◆ Trecho:
+===+

Cultura oriental de 5 mil anos, a soja chegou ao Brasil no final do século 19, para testes próximo a Salvador, na Bahia. Não prosperou. Em 1908, os japoneses a introduziram em São Paulo, mas apenas para subsistência. Houve ainda outras experiências isoladas pelo país. Na disseminação da soja, a localidade de Linha 15 de Novembro, pertencente à Colônia Santa Rosa, na época município de Santo Ângelo, foi pioneira.
Em uma garrafa, as primeiras sementes foram trazidas pelo pastor luterano americano Albert Lehenbauer, quando retornava de um passeio à região de Missouri, em 1923. Desde 1915 ele desenvolvia sua missão religiosa no interior gaúcho. A pobreza da comunidade, formada por descendentes de alemães, estimulou Lehenbauer a difundir a cultura que havia conhecido nos Estados Unidos.
– Ele notou que a terra daqui se esgotava depois das plantações. A idéia inicial era recuperar o solo e criar uma alternativa de alimentação – diz a historiadora Lisete Friske Bär, uma das autoras do livro Soja, 80 Anos de Produção – 1924 a 2004, lançado na Feira Nacional da Soja (Fenasoja), em Santa Rosa.
Em latas ou em punhados, Lehenbauer foi repartindo os grãos para o plantio além de Linha 15 de Novembro. Em 1924, ocorreu a primeira colheita. Alguns agricultores devolviam a mesma quantia de sementes recebida, outros, a metade. Com isso, o pastor foi ampliando a difusão pela região. Por 13 anos, a soja foi sendo repassada sem interesse comercial.

+===+

Entradas de contornos rotulados:
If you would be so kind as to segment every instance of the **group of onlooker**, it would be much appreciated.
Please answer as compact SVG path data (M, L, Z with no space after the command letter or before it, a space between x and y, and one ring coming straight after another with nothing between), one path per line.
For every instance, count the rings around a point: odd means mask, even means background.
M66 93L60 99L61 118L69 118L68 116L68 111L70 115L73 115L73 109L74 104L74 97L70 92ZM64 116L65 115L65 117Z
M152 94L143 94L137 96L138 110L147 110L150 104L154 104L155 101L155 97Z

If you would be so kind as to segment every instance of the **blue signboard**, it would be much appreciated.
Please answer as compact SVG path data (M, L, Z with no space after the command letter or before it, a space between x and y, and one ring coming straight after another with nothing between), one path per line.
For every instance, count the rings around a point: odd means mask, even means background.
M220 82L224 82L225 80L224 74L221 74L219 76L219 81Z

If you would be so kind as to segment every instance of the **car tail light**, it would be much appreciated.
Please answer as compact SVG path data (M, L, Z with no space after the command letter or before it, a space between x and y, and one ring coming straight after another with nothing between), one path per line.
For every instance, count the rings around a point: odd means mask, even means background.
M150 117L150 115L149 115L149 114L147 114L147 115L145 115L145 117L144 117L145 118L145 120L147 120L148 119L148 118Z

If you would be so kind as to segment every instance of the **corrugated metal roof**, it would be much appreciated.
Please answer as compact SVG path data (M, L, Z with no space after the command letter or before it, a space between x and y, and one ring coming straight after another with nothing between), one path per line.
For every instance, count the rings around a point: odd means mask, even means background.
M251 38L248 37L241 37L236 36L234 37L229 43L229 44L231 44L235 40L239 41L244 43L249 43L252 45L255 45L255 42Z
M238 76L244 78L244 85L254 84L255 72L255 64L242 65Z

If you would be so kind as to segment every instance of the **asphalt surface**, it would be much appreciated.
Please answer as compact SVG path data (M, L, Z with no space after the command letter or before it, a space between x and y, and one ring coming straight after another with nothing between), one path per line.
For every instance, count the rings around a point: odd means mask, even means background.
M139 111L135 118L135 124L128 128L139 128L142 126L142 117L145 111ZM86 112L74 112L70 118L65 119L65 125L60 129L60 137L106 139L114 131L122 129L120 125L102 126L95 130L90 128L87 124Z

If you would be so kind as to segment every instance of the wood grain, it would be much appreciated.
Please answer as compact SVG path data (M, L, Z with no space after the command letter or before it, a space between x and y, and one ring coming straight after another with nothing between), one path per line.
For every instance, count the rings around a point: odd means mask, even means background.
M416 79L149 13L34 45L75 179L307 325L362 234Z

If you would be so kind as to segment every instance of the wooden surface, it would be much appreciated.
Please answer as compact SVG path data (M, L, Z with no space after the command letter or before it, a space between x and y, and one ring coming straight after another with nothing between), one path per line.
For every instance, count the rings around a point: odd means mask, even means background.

+===+

◆ Exercícios propostos:
1 – Segundo o trecho sobre a soja, em que ano ocorreu a primeira colheita?
2 – Transcreva fielmente do trecho sobre a soja a passagem que vai de "Em uma garrafa, as" a "nos Estados Unidos.".
As entradas constituem material à parte, sem relação com o trecho.

◆ Respostas:
1 – Em 1924.

2 –
Em uma garrafa, as primeiras sementes foram trazidas pelo pastor luterano americano Albert Lehenbauer, quando retornava de um passeio à região de Missouri, em 1923. Desde 1915 ele desenvolvia sua missão religiosa no interior gaúcho. A pobreza da comunidade, formada por descendentes de alemães, estimulou Lehenbauer a difundir a cultura que havia conhecido nos Estados Unidos.